**Supplied passage**
+++

Joseph’s goal was to explore gender constructs through the arts, focusing on migrant children and their self-discovery in a foreign nation. She created the “Ideal Woman Workshop,” which taught Burmese children about gender roles and body perceptions to foster empowerment and free expression through the arts.

“I think connecting environmental issues with trafficking and women’s rights is incredibly provocative,” Los Huertos said of Joseph’s project. “And it re-frames environment and climate change issues in a way that makes it a little more concrete and really drives home the social justice aspect that me, as a scientist, … can’t communicate very well.”

Laura Zhang PO ’19 said that she and her team of professors and post-grads partnered with Animals Asia in Vietnam, a nonprofit trying to end bear farming for bile. The question she said she was interested in researching was: “How do design, animal protection, and trade medicine relate?”

She helped the organization execute their “Health Day,” in which they supported medical practitioners giving free health consultations with local Taiwanese under the condition that they used plant-based alternatives to medicine typically made with bear bile.

+++

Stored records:
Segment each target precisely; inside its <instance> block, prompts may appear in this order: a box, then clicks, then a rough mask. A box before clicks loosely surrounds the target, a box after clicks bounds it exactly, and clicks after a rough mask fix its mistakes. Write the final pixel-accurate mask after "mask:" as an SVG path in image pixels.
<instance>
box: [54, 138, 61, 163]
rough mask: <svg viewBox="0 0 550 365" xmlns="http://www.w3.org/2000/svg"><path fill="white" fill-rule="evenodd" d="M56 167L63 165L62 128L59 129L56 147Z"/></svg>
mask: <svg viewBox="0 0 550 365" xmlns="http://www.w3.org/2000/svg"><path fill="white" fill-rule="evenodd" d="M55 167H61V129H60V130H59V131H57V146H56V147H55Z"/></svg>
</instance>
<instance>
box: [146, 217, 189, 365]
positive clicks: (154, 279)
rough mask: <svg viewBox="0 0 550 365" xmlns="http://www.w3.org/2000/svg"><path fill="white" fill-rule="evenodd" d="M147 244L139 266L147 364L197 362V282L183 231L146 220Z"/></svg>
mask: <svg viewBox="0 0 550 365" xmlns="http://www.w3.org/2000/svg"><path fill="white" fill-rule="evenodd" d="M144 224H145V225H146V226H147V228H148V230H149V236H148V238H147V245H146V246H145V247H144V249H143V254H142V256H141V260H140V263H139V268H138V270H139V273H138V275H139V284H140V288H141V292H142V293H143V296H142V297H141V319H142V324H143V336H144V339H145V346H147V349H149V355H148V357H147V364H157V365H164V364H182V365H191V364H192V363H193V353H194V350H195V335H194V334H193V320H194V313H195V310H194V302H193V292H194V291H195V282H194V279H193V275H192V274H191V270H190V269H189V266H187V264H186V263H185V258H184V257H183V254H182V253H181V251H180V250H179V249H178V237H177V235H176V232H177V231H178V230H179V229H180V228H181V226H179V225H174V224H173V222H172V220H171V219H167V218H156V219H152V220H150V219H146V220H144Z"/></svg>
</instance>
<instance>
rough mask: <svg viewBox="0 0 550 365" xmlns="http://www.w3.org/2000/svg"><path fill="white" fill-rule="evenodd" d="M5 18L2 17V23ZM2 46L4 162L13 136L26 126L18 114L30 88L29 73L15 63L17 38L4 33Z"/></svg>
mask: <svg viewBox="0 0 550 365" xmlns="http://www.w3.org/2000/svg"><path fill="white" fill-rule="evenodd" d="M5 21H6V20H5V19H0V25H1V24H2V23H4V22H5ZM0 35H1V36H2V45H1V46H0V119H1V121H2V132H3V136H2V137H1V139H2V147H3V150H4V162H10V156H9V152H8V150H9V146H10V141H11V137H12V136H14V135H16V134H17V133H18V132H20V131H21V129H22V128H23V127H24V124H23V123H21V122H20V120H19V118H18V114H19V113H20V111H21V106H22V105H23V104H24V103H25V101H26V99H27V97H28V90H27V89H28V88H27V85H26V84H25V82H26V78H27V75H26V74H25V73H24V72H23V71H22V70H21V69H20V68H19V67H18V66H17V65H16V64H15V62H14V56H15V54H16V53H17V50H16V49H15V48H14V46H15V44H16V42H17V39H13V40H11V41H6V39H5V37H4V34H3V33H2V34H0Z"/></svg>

+++

**Check your understanding**
1. In the passage, what nonprofit did Laura Zhang and her team partner with in Vietnam?
2. Transcribe the passage from the words "She helped the" up to and including the words "with bear bile.".

**Exercise results**
1. Animals Asia

2.
She helped the organization execute their “Health Day,” in which they supported medical practitioners giving free health consultations with local Taiwanese under the condition that they used plant-based alternatives to medicine typically made with bear bile.